Prompt a »
Pull out every line of the listing below that contains the string "instance", treating uppercase and lowercase as different.

— start of Supplied passage —

Any models on here ever make attempts at self-photography?

Any creative processes you use to get some original shots?
------------------------------------------
*Edit to post added on 1/12*

Here is some work so far:

http://photos.modelmayhem.com/photos/120425/16/4f988b266802e_m.jpg

Don't agree with the cropping but was working in the 35mm range:

http://photos.modelmayhem.com/photos/121114/19/50a4657d0c012_m.jpg

http://photos.modelmayhem.com/photos/121114/19/50a466534bc05_m.jpg

This has it's obvious errors, but we're getting there:

http://photos.modelmayhem.com/photos/130110/09/50eef97ac9191_m.jpg
Jan 10 13 09:46 am  Link  Quote 
Model
Mel Wolfe
Posts: 158
Old Field, New York, US


A tripod, remote, and a good knowledge of photography kinda helps. Good locations that can be used for multiple works well too. Fields are my favorite.
Jan 10 13 02:04 pm  Link  Quote 
Photographer
Michael Puff
Posts: 986
Montara, California, US


Take a look at Lars Stephan.  That's one answer to the question.

http://larsstephan.com/
Jan 10 13 10:06 pm  Link  Quote 
Model
Melodye Joy
Posts: 542
Rancho Cucamonga, California, US


Tried and failed.
The garage and an old sheet as a background didn't do justice...glad I hid behind some sunglasses!

I would like to try my hand at photography, learning the ins and outs....so I can better understand and empathize with my fellow artists.
Jan 10 13 10:10 pm  Link  Quote 
Photographer
Brian Scanlon
Posts: 788
Encino, California, US


Another good one to look at is Cindy Sherman (I believe most of her stuff is self portraits)

http://www.cindysherman.com/
Jan 10 13 11:27 pm  Link  Quote 
Photographer
Raoul Isidro Images
Posts: 5,983
Sydney, New South Wales, Australia


Daniel Pierce wrote:
Any creative processes you use to get some original shots?

Learn how to set the Self Timer on the camera.

Almost all cameras have them now, or at least the pocket compacts have.

Take your self photo from at least 10 feet away.

Learn how to crop.

If absolutely new on image editing, start with Picasa or your free PC / Mac default image editors.

I you want anything done properly, teach yourself to do it yourself.

— end of Supplied passage —
— start of Data for the task —

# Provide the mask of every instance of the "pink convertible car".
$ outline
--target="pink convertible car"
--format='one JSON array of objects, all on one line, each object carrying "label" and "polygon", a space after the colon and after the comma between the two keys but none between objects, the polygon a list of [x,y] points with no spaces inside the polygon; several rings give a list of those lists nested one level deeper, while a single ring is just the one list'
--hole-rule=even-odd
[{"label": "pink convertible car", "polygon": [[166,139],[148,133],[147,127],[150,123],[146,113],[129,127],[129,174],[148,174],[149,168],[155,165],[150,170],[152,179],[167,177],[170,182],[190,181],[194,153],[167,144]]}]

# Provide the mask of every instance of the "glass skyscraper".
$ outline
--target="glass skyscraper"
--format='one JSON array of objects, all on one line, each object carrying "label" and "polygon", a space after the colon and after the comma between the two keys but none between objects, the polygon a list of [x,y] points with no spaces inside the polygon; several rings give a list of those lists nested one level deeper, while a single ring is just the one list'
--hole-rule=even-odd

— end of Data for the task —

Prompt b »
Reproduce the part of the forum thread on self-photography above starting with "http://larsstephan.com/" and going on through "behind some sunglasses!".

Problem solution a »
# Provide the mask of every instance of the "pink convertible car".
# Provide the mask of every instance of the "glass skyscraper".

Problem solution b »
http://larsstephan.com/
Jan 10 13 10:06 pm  Link  Quote 
Model
Melodye Joy
Posts: 542
Rancho Cucamonga, California, US


Tried and failed.
The garage and an old sheet as a background didn't do justice...glad I hid behind some sunglasses!